## [Your task]
Render the records below as a JSON list of strings, one string for each line, omitting any blank lines.

---- Data excerpts

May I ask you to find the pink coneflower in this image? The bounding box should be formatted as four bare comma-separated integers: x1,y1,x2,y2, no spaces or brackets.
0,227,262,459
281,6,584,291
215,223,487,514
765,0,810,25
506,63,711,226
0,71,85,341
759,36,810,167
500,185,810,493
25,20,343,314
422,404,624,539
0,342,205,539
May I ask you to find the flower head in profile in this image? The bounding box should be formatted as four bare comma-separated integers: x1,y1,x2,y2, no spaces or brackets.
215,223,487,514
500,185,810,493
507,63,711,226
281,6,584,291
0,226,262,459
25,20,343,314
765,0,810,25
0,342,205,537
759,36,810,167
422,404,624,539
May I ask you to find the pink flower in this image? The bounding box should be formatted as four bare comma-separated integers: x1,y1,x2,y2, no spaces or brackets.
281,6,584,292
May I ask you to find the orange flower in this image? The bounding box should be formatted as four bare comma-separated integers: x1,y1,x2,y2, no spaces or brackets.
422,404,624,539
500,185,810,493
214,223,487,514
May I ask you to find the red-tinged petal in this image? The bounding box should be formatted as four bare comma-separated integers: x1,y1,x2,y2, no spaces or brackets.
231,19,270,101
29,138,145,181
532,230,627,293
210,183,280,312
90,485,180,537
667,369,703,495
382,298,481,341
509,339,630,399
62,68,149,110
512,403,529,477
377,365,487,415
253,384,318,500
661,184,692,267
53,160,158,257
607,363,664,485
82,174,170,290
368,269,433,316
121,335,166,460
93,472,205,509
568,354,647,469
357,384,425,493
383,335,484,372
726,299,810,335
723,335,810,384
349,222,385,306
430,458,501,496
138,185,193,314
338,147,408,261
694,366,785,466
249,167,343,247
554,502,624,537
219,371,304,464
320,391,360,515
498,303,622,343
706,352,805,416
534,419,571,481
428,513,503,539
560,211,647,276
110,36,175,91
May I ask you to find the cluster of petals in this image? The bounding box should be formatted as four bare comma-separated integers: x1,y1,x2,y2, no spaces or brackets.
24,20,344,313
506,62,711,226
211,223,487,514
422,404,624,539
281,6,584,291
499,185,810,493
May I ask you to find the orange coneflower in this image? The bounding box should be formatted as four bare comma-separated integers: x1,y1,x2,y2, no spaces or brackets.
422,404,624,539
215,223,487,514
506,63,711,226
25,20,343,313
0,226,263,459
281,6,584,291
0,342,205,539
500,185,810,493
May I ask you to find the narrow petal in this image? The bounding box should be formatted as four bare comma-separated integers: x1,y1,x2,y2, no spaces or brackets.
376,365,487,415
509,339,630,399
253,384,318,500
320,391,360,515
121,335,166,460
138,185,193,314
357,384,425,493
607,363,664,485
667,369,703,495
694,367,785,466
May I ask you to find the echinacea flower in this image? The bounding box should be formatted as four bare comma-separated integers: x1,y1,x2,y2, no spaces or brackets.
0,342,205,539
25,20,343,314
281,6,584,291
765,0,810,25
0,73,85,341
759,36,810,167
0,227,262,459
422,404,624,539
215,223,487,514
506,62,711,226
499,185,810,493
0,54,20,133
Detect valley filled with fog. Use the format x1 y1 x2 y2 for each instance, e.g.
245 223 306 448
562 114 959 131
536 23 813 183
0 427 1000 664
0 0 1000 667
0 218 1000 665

--------

## [Answer for this exercise]
[
  "May I ask you to find the pink coneflower in this image? The bounding box should be formatted as four bare comma-separated integers: x1,y1,x2,y2, no spaces or brackets.",
  "0,227,262,459",
  "281,6,584,291",
  "215,223,487,514",
  "765,0,810,25",
  "506,63,711,226",
  "0,71,85,341",
  "759,36,810,167",
  "500,185,810,493",
  "25,20,343,314",
  "422,404,624,539",
  "0,342,205,539",
  "May I ask you to find the flower head in profile in this image? The bounding box should be formatted as four bare comma-separated integers: x1,y1,x2,y2, no spaces or brackets.",
  "215,223,487,514",
  "500,185,810,493",
  "507,63,711,226",
  "281,6,584,291",
  "0,226,262,459",
  "25,20,343,314",
  "765,0,810,25",
  "0,342,205,537",
  "759,36,810,167",
  "422,404,624,539",
  "May I ask you to find the pink flower in this image? The bounding box should be formatted as four bare comma-separated integers: x1,y1,x2,y2, no spaces or brackets.",
  "281,6,584,292",
  "May I ask you to find the orange flower in this image? The bounding box should be formatted as four bare comma-separated integers: x1,y1,x2,y2, no spaces or brackets.",
  "422,404,624,539",
  "500,185,810,493",
  "214,223,487,514",
  "May I ask you to find the red-tinged petal in this image? The bounding box should be formatted as four bare comma-separated integers: x1,y1,x2,y2, no spaces or brackets.",
  "231,19,270,101",
  "29,138,145,181",
  "532,230,627,293",
  "210,183,280,312",
  "90,485,180,537",
  "667,369,703,495",
  "382,298,481,341",
  "509,339,630,399",
  "62,68,149,110",
  "512,403,529,477",
  "377,365,487,415",
  "253,384,318,500",
  "661,184,692,267",
  "53,160,158,257",
  "607,363,664,485",
  "82,174,170,290",
  "368,269,433,316",
  "121,335,166,460",
  "93,472,205,509",
  "568,354,647,469",
  "357,384,425,493",
  "383,335,484,372",
  "726,299,810,335",
  "723,335,810,384",
  "349,222,385,306",
  "430,458,501,496",
  "138,185,193,314",
  "338,147,408,261",
  "694,366,785,466",
  "249,167,343,247",
  "554,502,624,537",
  "219,371,304,464",
  "320,391,360,515",
  "498,303,622,343",
  "706,352,805,416",
  "534,419,571,481",
  "428,513,503,539",
  "560,211,647,276",
  "110,36,175,91",
  "May I ask you to find the cluster of petals in this image? The bounding box should be formatted as four bare comma-separated integers: x1,y1,x2,y2, no spaces or brackets.",
  "24,20,344,313",
  "506,62,711,226",
  "211,223,487,514",
  "422,404,624,539",
  "281,6,584,291",
  "499,185,810,493",
  "May I ask you to find the orange coneflower in this image? The bounding box should be formatted as four bare comma-separated integers: x1,y1,x2,y2, no spaces or brackets.",
  "422,404,624,539",
  "215,223,487,514",
  "506,63,711,226",
  "25,20,343,313",
  "0,226,263,459",
  "281,6,584,291",
  "0,342,205,539",
  "500,185,810,493",
  "May I ask you to find the narrow petal in this image? The bounding box should be formatted as four bare comma-separated integers: x1,y1,x2,y2, no spaces or brackets.",
  "376,365,487,415",
  "509,339,630,399",
  "253,384,318,500",
  "320,391,360,515",
  "121,335,166,460",
  "138,185,193,314",
  "357,384,425,493",
  "607,363,664,485",
  "667,369,703,495",
  "694,367,785,466",
  "May I ask you to find the echinacea flower in this image? The bounding box should be formatted as four bare comma-separated integers: x1,y1,x2,y2, no spaces or brackets.",
  "0,342,205,539",
  "25,20,343,314",
  "281,6,584,291",
  "765,0,810,25",
  "0,73,85,341",
  "759,36,810,167",
  "0,227,262,459",
  "422,404,624,539",
  "215,223,487,514",
  "506,62,711,226",
  "499,185,810,493",
  "0,54,20,133",
  "Detect valley filled with fog. Use the format x1 y1 x2 y2 for each instance, e.g.",
  "245 223 306 448",
  "562 114 959 131",
  "536 23 813 183",
  "0 427 1000 664",
  "0 0 1000 667",
  "0 218 1000 665"
]